- Goal of the exercise -
All lines up to and including the one that contains "target | dog's front paw" are to be transcribed exactly, starting from the first line of the records.

- Records for the exercise -
_ _ _

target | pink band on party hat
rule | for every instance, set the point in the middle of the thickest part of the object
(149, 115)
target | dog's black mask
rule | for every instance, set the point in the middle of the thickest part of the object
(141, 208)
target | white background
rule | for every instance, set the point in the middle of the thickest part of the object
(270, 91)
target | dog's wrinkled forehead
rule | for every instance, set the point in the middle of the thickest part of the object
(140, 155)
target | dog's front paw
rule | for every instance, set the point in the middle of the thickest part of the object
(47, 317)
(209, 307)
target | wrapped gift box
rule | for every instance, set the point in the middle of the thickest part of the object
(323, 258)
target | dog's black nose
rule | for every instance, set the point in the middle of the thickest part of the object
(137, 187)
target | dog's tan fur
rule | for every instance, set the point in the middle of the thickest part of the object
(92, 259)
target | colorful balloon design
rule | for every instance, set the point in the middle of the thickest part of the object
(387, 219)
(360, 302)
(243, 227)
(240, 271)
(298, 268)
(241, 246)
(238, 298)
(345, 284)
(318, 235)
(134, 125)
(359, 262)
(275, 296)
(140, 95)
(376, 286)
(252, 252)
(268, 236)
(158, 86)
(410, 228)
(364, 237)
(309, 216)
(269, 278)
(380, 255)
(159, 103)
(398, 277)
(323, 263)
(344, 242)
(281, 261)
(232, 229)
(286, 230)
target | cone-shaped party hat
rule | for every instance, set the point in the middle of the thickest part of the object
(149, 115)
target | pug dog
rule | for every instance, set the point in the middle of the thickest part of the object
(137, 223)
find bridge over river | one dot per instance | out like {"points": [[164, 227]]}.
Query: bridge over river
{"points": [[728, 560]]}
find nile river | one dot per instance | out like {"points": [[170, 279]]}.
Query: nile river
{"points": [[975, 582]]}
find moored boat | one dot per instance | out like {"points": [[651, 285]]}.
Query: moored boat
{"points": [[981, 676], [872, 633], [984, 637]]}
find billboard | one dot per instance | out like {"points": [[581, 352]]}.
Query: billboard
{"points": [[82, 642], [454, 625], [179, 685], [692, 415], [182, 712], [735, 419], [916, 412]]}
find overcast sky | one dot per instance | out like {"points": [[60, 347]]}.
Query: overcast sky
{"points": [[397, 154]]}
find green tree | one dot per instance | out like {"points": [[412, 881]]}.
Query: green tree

_ _ _

- Response below -
target | pink band on party hat
rule | for every instance, set the point in the middle of the thickest part of the object
(149, 115)
target | dog's black mask
rule | for every instance, set the point in the middle of the thickest part of the object
(141, 208)
target | white background
rule | for every instance, set the point in the middle of the thickest part of the object
(270, 91)
target | dog's wrinkled forehead
rule | for every instance, set the point in the middle of the thickest part of the object
(140, 155)
target | dog's front paw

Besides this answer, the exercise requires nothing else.